▶ [INSTRUCTION]
For each statement below, decide whether the Exchange Server 2003 article agrees with it. Answer yes or no, and quote the deciding words of the article. (a) Release Candidate 1 comes in three editions. (b) The mailbox tool in Exchange 2000 moves mailboxes only one after another. (c) Norstan Communications has completed its rollout of Exchange 2000.

::: TEXT

DALLAS –- Microsoft Corp. has delivered the first release candidate of its upgraded messaging server. A raft of tools to help customers still on Exchange 5.5 migrate accompanies this new version of the software.
At its TechEd conference, which kicked off today, Microsoft said that Release Candidate 1 of Exchange Server 2003 will be available this week for download. The software is expected to ship sometime this summer. RC1 is available in two editions: Standard Edition, which is geared to small and medium-sized enterprises, and Enterprise Edition, which is for large enterprises.
To help ease the transition to Exchange Server 2003, Microsoft is also releasing several tools, including one that analyzes existing NT 4.0 and Exchange 5.5 servers. It takes an inventory of an existing topology and makes sure all the prerequisites are in place before the customer makes a move, said Missy Stern, an Exchange product manager.
Another tool makes sure that Active Directory schema extensions are working properly. A third set of tools sets up connection agreements between Exchange 5.5 and Exchange Server 2003 and validates that they are set up properly.
A fourth tool makes sure that network connectivity exists and that DNS is functioning properly on new Exchange servers. And, finally, Microsoft has a new tool to help move mailboxes. The tool lets customers move a batch of mailboxes at once -- the Exchange 2000 tool, in comparison, only lets customers move mailboxes sequentially.
"Customers can set up a cutoff time when they want the last mailbox moved during a day," Stern said.
Customers have long complained of the difficulties in moving to Active Directory and Exchange 2000. In fact, many are just making that transition today. Norstan Communications, a telecom service provider based in Minnetonka, Minn., is midway through its rollout of Exchange 2000.
Paul Michaelis, a messaging analyst at the company, said that, from an administrative standpoint, the transition is a nightmare, but his company has developed some in-house migration tools and is also using migration tools from Aelita Software Corp. of Columbus, Ohio.

::::::
::: DATA SECTION

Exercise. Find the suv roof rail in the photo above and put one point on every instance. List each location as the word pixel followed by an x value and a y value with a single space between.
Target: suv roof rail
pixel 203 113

::::::

▶ [WRITTEN ANSWER]
(a) No: "RC1 is available in two editions"
(b) Yes: "the Exchange 2000 tool, in comparison, only lets customers move mailboxes sequentially"
(c) No: "is midway through its rollout of Exchange 2000"